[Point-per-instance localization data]
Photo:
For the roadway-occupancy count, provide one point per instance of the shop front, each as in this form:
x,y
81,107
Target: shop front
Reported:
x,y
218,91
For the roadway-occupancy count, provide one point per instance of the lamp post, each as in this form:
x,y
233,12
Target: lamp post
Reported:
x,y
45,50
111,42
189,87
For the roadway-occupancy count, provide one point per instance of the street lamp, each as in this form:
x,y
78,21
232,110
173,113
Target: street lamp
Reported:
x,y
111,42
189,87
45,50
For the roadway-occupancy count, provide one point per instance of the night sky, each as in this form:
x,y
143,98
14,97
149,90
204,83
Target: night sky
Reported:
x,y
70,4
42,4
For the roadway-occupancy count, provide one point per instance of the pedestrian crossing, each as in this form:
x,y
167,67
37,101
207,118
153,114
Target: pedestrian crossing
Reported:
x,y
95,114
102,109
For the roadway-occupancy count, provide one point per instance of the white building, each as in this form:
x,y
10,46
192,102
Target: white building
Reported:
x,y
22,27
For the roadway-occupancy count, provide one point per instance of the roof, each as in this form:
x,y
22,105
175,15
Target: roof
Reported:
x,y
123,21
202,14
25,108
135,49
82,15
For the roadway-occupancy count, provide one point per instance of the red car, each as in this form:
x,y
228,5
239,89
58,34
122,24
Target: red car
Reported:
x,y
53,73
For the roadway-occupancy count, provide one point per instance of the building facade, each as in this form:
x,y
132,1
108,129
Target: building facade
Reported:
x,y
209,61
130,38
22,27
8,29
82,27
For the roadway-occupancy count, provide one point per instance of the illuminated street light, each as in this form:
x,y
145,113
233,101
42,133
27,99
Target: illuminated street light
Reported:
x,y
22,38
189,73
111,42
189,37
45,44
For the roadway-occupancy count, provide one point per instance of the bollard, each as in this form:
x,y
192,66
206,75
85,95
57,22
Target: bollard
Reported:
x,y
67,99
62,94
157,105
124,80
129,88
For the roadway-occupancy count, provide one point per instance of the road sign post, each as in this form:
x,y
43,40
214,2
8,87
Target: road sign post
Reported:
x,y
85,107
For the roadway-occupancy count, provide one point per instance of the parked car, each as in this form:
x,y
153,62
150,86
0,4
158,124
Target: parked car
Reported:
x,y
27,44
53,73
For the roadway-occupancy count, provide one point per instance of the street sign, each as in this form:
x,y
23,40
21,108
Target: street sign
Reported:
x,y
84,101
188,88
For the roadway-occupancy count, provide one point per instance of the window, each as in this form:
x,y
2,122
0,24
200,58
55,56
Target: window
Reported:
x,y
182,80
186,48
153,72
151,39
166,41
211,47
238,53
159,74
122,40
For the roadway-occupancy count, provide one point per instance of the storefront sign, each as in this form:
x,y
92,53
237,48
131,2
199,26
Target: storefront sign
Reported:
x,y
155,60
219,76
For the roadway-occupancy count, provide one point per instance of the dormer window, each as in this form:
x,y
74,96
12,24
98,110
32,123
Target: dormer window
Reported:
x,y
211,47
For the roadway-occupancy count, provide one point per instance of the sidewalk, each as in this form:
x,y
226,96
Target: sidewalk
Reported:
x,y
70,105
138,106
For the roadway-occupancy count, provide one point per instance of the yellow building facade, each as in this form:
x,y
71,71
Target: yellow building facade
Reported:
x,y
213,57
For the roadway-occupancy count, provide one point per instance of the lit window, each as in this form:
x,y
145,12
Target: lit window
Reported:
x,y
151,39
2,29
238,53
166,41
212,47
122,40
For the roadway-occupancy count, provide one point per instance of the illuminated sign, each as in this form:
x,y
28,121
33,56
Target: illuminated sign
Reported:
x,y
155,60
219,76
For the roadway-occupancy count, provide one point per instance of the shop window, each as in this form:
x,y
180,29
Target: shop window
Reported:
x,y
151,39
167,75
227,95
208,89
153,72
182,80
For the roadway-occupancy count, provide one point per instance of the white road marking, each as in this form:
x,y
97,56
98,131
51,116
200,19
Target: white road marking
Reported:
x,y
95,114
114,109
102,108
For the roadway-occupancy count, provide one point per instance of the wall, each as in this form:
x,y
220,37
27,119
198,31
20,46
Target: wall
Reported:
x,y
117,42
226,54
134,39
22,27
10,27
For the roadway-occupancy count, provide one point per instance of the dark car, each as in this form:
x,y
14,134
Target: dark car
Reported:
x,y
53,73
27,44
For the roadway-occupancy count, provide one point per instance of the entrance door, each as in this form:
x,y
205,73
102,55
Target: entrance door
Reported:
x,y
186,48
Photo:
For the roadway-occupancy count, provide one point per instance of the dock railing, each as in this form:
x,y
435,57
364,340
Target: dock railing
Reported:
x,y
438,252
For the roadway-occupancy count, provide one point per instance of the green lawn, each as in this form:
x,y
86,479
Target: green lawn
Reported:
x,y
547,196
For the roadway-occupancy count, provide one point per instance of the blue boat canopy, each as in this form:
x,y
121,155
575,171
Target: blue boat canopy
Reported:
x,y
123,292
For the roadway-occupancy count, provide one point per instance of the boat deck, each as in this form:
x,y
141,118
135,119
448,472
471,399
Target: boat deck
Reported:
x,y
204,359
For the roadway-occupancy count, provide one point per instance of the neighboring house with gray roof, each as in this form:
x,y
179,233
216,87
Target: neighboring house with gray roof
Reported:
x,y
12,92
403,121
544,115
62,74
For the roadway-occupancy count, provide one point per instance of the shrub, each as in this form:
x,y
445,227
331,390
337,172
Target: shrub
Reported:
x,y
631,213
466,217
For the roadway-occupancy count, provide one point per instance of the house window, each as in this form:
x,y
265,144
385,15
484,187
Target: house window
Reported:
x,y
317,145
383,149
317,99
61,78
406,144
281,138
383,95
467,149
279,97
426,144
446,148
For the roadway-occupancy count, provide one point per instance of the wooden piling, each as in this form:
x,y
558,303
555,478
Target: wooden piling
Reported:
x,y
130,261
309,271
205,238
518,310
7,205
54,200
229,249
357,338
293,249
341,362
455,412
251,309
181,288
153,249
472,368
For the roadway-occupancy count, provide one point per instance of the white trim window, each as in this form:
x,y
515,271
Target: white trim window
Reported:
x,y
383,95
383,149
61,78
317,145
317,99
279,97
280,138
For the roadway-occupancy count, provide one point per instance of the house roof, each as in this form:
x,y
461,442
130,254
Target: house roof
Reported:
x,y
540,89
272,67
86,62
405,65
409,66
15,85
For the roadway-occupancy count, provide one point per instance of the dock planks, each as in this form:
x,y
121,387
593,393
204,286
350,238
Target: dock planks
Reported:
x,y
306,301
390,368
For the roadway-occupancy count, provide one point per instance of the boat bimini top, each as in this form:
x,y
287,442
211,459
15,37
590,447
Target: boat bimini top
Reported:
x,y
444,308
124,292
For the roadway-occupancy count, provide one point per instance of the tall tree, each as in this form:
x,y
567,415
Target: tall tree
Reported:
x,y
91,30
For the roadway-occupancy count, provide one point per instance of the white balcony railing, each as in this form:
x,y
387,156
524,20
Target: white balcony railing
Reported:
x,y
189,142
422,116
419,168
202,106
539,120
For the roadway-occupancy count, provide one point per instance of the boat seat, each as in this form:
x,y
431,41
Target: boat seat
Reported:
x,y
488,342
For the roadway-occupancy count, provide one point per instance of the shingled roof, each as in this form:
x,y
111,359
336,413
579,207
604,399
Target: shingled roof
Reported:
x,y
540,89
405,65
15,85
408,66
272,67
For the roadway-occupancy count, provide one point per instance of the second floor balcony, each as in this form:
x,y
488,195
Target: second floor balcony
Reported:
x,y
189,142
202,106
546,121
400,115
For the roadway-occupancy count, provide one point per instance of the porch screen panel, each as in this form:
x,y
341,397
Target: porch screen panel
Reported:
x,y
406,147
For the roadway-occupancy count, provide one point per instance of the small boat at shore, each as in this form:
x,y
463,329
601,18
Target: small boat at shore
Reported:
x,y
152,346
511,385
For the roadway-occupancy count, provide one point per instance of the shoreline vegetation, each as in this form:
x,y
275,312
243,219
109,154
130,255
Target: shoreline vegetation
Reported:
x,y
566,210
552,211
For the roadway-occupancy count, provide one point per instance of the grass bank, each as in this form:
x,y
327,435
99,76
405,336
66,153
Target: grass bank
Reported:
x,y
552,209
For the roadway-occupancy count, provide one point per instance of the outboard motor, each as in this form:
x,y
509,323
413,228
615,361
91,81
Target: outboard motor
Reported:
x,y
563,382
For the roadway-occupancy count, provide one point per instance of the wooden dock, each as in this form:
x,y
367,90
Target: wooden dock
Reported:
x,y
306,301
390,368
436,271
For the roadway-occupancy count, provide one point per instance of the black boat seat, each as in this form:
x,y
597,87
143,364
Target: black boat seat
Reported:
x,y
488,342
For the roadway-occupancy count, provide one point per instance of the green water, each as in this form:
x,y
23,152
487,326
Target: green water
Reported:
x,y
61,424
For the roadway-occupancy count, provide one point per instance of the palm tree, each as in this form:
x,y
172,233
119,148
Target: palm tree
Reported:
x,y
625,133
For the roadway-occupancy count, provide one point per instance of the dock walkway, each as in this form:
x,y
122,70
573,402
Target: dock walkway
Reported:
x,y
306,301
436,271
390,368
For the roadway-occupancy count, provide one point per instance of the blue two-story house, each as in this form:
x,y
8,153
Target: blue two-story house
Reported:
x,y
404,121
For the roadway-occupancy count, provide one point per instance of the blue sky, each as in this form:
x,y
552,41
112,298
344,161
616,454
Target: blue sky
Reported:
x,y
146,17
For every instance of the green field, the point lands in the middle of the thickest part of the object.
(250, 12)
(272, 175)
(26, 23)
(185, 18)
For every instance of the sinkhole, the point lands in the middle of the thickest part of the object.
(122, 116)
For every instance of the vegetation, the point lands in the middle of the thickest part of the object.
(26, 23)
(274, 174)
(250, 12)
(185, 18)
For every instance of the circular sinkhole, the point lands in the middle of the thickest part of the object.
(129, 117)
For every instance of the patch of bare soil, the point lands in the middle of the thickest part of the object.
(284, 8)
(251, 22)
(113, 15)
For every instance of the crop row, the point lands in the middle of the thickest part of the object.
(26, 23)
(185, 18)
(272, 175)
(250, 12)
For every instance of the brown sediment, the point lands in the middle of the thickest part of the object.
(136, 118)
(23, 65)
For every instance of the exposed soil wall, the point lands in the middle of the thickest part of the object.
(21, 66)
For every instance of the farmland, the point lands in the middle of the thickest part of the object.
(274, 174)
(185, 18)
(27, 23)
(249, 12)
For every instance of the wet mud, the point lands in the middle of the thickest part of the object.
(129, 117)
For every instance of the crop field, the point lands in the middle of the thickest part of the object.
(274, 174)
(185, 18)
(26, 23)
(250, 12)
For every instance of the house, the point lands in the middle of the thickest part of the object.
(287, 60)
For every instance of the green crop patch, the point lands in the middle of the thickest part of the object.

* **WORK INSTRUCTION**: For the lines above, output exactly those from the line containing "Target: lamp post" through the line containing "Target: red car", and skip the others.

* **TASK OUTPUT**:
Target: lamp post
Reported:
x,y
45,50
111,42
189,87
For the roadway-occupancy count, provide one point per instance of the street lamp, each as in this form:
x,y
78,21
232,110
173,113
Target: street lamp
Reported:
x,y
111,42
189,87
45,50
For the roadway-occupancy count, provide one point per instance of the night sky, each as in this form:
x,y
143,98
14,97
149,90
204,83
Target: night sky
Reported:
x,y
70,4
42,4
For the roadway-occupancy count, provide one point per instance of the pedestrian crossing, each as in this form:
x,y
167,67
37,101
207,118
153,114
Target: pedestrian crossing
Reported:
x,y
95,114
102,109
For the roadway-occupancy count, provide one point per instance of the white building, each as in this form:
x,y
10,46
192,102
Target: white building
Reported:
x,y
22,27
For the roadway-occupancy count, provide one point per instance of the roof, each as in this form:
x,y
22,105
175,15
Target: roof
Reported:
x,y
123,21
202,14
25,108
135,49
82,15
For the roadway-occupancy count, provide one point per instance of the red car, each as in this form:
x,y
228,5
239,89
58,34
122,24
Target: red car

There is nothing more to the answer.